■ Vorliegender Text:
--- --- ---

Wahrscheinlichkeit: 55 Prozent

Variante 2: Renault liefert Motoren

Renault könnte von einem Kunden wie Red Bull profitieren, Foto: Sutton
Renault könnte von einem Kunden wie Red Bull profitieren, Foto: Sutton

Von den aktuellen Herstellern ist wenn überhaupt Renault noch die wahrscheinlichste Lösung. Zwar stand die Trennung zum Jahresende bereits fest, doch Christian Horner erklärte zuletzt gegenüber Sky Sports, offiziell sei noch nichts beendet. Der Vertrag lief ursprünglich bis 2016. Klar ist: Red Bull gab Renault die Hauptschuld an der seit vergangenem Jahr durchlaufenen sportlichen Misere und äußerte dies öffentlich und oftmals in sehr harschem Ton. Von der erfolgreichen Basis, die von 2010 bis 2013 zu vier Titeln führte, war nichts mehr übrig. Das Vertrauensverhältnis war zerstört.

--- --- ---

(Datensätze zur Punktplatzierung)

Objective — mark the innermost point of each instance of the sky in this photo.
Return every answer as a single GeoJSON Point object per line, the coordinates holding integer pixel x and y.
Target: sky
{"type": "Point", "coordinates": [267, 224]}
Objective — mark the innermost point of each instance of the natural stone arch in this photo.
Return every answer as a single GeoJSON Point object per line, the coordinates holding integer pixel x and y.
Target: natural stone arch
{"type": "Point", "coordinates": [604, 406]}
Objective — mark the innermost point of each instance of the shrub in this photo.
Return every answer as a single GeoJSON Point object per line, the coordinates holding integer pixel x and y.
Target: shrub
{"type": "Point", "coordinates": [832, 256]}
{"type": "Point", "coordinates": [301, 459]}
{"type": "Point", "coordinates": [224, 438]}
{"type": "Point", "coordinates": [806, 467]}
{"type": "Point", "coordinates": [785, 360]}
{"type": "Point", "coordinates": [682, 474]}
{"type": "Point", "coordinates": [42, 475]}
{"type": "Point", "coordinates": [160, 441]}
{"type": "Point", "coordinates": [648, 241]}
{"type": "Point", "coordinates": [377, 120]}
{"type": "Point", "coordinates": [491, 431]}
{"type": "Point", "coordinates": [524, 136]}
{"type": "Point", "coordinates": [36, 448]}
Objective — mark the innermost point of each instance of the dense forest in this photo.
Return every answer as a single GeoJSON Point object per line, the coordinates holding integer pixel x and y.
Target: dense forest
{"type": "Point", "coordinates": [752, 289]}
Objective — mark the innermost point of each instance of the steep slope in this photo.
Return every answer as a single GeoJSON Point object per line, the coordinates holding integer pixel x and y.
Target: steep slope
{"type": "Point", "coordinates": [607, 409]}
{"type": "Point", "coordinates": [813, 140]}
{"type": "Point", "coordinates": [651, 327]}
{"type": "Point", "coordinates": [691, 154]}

--- --- ---

■ Aufgaben:
(a) Bis zu welchem Jahr lief der Vertrag laut dem Text über Red Bull und Renault ursprünglich?
(b) Führe den Text über Red Bull und Renault bitte im Anschluss an seinen letzten Satz fort.
Die Datensätze sind eigenständiges Material und gehören nicht zum Text.

■ Antworten:
(a) Bis 2016.

(b)
Geht Red Bull allerdings einen Schritt auf Renault zu, könnte es vielleicht noch zu einem Umdenken auch bei Renault kommen. Denn kaufen die Franzosen Lotus tatsächlich, hätten sie mit Red Bull ein starkes Kundenteam, wodurch auch das eigene Werksteam profitieren würde. Red Bull hätte den Vorteil, dass sich das Design des Autos aufgrund der gleichen Power Unit nicht großartig verändern müsste. Die Frage ist: Springt Red Bull über seinen Schatten oder ist ihnen der Ausstieg lieber?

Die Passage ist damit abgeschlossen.